Requirement
In the records below, locate the line containing "bowl interior, then", then output that line and all later lines exactly, through the last one.

[Pointing dataset excerpts]
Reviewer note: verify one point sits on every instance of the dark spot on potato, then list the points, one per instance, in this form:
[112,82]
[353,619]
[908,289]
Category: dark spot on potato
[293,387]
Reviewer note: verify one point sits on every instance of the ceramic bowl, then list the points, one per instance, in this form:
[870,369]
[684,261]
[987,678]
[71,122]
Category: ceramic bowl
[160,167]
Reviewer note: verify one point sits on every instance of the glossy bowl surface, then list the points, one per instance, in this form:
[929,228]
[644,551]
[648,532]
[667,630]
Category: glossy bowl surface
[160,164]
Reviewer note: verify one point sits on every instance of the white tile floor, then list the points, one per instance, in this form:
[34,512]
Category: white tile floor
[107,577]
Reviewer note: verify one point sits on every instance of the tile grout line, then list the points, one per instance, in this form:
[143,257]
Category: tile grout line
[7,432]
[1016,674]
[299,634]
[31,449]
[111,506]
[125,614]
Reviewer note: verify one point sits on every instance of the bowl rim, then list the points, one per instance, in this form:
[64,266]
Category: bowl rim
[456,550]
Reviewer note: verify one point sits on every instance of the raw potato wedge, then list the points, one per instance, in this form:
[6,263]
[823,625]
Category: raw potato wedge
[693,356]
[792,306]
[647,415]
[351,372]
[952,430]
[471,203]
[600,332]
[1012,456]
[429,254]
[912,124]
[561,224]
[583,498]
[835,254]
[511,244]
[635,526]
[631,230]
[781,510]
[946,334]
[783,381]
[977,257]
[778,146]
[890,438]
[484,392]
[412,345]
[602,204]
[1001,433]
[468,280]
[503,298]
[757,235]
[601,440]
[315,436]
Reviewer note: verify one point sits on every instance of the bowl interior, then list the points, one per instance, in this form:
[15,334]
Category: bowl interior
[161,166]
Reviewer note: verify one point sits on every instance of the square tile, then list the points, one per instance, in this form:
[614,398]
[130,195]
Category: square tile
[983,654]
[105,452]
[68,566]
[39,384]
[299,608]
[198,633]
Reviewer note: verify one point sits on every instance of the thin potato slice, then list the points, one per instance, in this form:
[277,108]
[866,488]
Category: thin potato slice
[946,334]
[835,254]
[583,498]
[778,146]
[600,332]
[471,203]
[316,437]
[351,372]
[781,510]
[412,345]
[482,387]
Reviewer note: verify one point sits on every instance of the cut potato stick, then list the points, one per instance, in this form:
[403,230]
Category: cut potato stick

Expected output
Reviewer note: verify one point sits on every instance of the bowl interior, then list the points, one per instance, in this form:
[15,334]
Category: bowl interior
[161,166]
Reviewer note: verify one point sits on every instance of the square tile, then list the points, one per instance, in this form:
[614,398]
[130,195]
Category: square tile
[983,654]
[105,452]
[68,566]
[39,384]
[299,608]
[198,633]
Reviewer note: verify one point sits on every instance of the thin potato slice, then list the points, one per instance, in this form:
[277,108]
[866,488]
Category: thin potato slice
[946,334]
[835,254]
[583,498]
[778,146]
[600,332]
[471,203]
[316,437]
[351,372]
[781,510]
[412,345]
[482,387]
Reviewer note: verify one point sits on every instance of the cut potato stick, then list the points, one per instance, in this form:
[403,230]
Category: cut potato stick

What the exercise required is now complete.